**What is being asked:** What you return must match the listing below exactly.

**Dataset records:**

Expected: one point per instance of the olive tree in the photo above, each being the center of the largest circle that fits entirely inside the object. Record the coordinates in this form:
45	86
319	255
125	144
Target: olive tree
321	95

**Answer to the problem:**
Expected: one point per instance of the olive tree in the photo above, each being the center of the largest circle that fits entirely inside the object. Record the coordinates in this form:
45	86
319	255
125	144
Target: olive tree
321	95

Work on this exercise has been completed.